↓↓↓
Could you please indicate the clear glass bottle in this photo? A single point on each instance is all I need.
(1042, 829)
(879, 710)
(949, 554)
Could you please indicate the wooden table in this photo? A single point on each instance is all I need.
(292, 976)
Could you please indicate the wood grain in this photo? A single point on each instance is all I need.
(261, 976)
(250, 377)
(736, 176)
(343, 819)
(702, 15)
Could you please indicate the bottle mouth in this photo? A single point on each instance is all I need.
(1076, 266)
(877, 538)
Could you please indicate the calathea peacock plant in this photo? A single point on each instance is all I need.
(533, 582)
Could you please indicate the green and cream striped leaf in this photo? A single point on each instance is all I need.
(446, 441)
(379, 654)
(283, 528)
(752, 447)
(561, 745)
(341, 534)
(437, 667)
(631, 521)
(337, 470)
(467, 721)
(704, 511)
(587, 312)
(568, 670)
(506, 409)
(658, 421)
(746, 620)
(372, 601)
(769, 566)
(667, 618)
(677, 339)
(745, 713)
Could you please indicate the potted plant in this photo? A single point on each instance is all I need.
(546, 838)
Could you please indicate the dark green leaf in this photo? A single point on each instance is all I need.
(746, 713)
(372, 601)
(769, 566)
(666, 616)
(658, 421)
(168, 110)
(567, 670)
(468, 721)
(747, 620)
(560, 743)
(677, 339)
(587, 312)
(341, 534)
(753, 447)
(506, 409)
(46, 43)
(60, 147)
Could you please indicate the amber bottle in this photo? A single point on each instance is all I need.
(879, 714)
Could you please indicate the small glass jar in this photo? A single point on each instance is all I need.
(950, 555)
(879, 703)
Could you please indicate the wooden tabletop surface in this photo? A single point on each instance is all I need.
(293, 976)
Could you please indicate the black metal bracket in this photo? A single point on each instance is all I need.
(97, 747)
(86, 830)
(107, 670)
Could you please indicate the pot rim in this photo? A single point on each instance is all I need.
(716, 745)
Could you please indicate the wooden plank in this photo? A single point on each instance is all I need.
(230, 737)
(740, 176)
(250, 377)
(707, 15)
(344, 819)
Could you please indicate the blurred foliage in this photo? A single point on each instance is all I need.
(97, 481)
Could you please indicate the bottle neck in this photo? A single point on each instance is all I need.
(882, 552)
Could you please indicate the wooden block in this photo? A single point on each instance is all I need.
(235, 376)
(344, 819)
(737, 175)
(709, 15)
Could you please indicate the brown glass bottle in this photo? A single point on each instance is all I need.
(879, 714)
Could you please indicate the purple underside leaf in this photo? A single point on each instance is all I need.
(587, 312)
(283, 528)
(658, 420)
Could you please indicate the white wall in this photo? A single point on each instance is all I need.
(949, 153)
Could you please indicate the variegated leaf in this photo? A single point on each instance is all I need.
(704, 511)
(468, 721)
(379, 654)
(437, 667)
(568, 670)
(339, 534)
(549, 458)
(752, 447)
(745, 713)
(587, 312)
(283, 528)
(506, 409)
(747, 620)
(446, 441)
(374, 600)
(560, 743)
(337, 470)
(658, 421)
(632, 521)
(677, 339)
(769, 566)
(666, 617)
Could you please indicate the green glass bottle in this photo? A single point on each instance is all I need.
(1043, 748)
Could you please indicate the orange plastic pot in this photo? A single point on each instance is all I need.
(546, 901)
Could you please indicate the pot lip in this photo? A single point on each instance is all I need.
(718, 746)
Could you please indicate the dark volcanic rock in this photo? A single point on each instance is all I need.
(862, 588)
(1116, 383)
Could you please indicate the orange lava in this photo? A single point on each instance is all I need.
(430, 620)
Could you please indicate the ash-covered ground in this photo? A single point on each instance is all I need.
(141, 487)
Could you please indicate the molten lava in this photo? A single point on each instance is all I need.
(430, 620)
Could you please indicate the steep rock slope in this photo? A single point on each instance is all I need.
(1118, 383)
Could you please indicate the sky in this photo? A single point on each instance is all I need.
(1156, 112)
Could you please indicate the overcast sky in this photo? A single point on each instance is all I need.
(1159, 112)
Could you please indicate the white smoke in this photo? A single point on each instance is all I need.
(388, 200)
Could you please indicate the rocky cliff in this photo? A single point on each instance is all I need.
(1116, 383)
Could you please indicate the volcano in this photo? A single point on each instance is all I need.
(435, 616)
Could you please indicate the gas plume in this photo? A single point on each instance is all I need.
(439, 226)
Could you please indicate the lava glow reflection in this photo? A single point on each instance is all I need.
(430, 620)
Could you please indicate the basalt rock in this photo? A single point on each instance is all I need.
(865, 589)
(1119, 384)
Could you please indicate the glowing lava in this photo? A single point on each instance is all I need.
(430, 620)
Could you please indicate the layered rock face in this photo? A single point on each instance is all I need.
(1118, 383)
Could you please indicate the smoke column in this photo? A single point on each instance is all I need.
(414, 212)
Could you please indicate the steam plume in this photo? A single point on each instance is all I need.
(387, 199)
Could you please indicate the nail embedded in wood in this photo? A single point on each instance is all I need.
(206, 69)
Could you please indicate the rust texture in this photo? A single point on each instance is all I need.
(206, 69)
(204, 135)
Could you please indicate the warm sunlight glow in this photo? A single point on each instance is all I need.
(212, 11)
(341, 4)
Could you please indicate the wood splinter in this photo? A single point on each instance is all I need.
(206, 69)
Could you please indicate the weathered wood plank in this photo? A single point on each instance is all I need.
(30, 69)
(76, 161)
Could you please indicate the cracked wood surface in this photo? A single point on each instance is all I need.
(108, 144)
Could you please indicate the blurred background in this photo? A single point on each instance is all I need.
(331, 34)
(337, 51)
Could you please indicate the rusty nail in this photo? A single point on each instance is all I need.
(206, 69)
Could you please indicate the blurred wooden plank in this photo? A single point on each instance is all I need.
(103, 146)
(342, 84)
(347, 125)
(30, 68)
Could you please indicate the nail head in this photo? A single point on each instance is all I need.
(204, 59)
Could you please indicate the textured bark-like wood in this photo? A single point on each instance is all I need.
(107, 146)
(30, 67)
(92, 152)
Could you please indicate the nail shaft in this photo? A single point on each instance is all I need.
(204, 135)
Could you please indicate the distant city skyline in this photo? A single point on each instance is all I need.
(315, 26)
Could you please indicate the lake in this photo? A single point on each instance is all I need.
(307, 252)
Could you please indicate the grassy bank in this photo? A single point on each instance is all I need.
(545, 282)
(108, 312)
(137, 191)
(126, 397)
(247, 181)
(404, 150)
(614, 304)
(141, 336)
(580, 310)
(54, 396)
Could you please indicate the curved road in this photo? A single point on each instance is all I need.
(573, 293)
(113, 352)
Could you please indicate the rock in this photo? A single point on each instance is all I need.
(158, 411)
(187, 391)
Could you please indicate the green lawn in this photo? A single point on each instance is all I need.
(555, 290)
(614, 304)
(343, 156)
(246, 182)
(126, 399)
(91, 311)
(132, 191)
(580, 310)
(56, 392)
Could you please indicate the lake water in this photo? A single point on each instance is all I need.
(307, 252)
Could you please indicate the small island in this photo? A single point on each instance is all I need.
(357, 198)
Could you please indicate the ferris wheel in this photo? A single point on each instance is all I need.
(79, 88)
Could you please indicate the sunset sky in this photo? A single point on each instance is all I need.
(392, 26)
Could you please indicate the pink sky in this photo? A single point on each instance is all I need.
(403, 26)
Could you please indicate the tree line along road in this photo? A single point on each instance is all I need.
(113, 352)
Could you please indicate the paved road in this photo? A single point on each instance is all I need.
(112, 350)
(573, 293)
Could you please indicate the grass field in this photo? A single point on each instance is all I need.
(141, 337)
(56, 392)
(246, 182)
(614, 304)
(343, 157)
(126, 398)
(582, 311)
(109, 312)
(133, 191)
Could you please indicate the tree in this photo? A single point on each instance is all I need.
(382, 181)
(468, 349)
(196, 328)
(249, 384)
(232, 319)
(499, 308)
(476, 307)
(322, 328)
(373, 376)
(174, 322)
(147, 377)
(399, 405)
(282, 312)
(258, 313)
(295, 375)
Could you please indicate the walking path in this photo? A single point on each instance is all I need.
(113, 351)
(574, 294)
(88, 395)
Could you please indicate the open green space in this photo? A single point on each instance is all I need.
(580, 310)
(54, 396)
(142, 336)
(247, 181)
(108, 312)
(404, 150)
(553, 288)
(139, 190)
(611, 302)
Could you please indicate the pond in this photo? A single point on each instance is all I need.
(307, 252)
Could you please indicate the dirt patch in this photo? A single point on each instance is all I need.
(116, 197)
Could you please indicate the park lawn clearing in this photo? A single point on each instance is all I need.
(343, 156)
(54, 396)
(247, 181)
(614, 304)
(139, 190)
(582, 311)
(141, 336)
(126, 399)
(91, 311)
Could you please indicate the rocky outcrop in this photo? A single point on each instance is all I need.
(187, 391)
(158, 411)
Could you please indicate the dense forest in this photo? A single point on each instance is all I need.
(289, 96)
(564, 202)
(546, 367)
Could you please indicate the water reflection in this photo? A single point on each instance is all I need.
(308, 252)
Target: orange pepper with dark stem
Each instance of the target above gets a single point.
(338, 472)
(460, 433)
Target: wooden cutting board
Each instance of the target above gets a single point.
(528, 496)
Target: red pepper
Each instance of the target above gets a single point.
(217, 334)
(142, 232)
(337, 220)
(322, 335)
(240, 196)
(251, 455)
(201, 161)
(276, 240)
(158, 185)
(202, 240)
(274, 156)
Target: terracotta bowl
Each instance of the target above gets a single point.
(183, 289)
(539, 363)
↑↑↑
§ **INSTRUCTIONS FOR THE TASK**:
Your task is to return each line of the data above that contains the string "pepper".

§ **RESULT OF THIS EXERCISE**:
Target: orange pepper with dark stem
Target: red pepper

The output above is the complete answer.